Reproduce each of the lines below verbatim, without any alteration.

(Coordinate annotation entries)
____________
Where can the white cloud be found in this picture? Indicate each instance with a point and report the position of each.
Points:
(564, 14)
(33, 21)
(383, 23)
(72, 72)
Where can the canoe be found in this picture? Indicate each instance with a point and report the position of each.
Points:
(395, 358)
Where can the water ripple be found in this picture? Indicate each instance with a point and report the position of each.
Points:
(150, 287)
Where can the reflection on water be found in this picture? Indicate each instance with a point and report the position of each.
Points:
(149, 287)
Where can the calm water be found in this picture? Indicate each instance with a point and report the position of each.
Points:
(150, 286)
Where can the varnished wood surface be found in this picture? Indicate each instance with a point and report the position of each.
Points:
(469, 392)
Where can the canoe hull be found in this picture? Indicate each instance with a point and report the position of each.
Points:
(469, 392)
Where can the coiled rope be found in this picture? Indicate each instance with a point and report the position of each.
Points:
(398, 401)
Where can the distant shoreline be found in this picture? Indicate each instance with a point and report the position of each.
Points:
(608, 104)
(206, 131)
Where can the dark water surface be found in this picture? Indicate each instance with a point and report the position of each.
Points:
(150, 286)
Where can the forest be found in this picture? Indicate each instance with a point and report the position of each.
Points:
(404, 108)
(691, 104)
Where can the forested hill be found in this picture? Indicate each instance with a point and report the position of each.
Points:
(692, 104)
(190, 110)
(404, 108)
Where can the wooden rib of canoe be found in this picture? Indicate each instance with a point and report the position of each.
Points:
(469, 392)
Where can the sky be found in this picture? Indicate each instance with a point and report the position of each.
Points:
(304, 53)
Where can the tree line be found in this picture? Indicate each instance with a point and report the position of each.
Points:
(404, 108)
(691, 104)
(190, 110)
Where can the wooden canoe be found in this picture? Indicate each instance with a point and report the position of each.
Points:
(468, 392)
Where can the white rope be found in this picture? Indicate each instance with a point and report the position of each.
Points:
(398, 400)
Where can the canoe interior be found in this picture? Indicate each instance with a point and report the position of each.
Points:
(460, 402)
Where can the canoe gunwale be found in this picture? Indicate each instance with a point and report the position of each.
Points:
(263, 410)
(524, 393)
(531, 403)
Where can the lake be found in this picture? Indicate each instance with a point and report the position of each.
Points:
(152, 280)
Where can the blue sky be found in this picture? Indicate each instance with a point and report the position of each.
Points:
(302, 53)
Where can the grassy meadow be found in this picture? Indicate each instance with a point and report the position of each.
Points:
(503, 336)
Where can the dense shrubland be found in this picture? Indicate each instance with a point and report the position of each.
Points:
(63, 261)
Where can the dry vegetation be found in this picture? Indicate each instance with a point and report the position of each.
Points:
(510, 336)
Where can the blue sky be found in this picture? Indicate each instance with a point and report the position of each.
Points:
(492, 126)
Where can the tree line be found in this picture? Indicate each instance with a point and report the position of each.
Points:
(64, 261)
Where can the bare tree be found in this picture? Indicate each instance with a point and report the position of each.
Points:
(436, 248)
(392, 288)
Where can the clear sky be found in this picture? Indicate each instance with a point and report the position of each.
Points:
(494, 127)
____________
> **Solution to this problem**:
Where can the white cloud be found in this picture? Indicate each instance with a point and report the position of each.
Points:
(564, 14)
(33, 21)
(383, 23)
(72, 72)
Where can the canoe be found in this picture? Indicate each instance with a point and report the position of each.
Points:
(395, 358)
Where can the water ripple be found in this picture? Indicate each instance with a point and report the position of each.
Points:
(150, 287)
Where can the reflection on water be found in this picture? Indicate each instance with a point and report the position of each.
Points:
(149, 287)
Where can the calm water be found in this picture? Indicate each instance with a point and report the position of each.
Points:
(150, 286)
Where can the varnished wood surface be found in this picture? Indicate each instance with a point and report the position of each.
Points:
(469, 392)
Where can the canoe hull be found in this picture? Indicate each instance with a point and report the position of each.
Points:
(469, 392)
Where can the coiled rope be found in this picture? Indicate each instance with a point and report the position of each.
Points:
(398, 401)
Where can the distant shoreline be found in this picture? Indicate each instance with a point and report the position of each.
Points:
(608, 104)
(206, 131)
Where can the dark water surface be found in this picture? Indicate each instance with a point and report the position of each.
Points:
(150, 286)
Where can the forest be found in this picture? Indicate each instance with a point and report the position of each.
Points:
(404, 108)
(691, 104)
Where can the forested hill be found in this picture? Indicate each instance with a point and report the position of each.
Points:
(692, 104)
(190, 110)
(404, 108)
Where can the wooden rib of canoe be found in this picture? Indicate each instance with a point and report the position of each.
Points:
(469, 392)
Where can the sky be found in this picture? Indicate each instance with a point and report the position of each.
Points:
(304, 53)
Where can the tree line be found in this picture? Indicate each instance with a point and report the position of each.
Points:
(404, 108)
(691, 104)
(190, 110)
Where can the wooden canoe be found in this picture? Indicate each instance with a point and report the position of each.
Points:
(468, 392)
Where can the white rope be found in this picture? Indicate each instance with a point and report the position of each.
Points:
(398, 400)
Where can the canoe interior be found in this picture? Indicate each instance with a point and report the position of each.
Points:
(460, 402)
Where can the canoe gunwale be found in this picture? Indicate each instance with a point and report the position of each.
Points:
(263, 410)
(524, 393)
(531, 403)
Where can the lake be found in this picture? Indicate each instance with a point and report the position of each.
Points:
(152, 280)
Where can the blue sky be found in this picture? Indicate each instance with a point and report the position of each.
Points:
(302, 53)
Where can the grassy meadow be found in this picture? Indicate each instance with a point and report the position of each.
Points:
(503, 336)
Where can the dense shrubland be found in this picture? Indicate each instance with a point and report the position of each.
Points:
(63, 261)
Where can the dry vegetation be found in this picture? Indicate each instance with a point and report the position of each.
Points:
(510, 336)
Where can the blue sky be found in this picture? Indicate each instance with a point and report the position of each.
Points:
(492, 126)
Where can the tree line be found in this picture? Indicate each instance with a point and report the position of each.
Points:
(64, 261)
Where can the bare tree be found in this picture? Indicate each instance with a point and report the position of each.
Points:
(436, 248)
(392, 288)
Where can the clear sky be found in this picture? Indicate each instance with a point and report the position of each.
Points:
(494, 127)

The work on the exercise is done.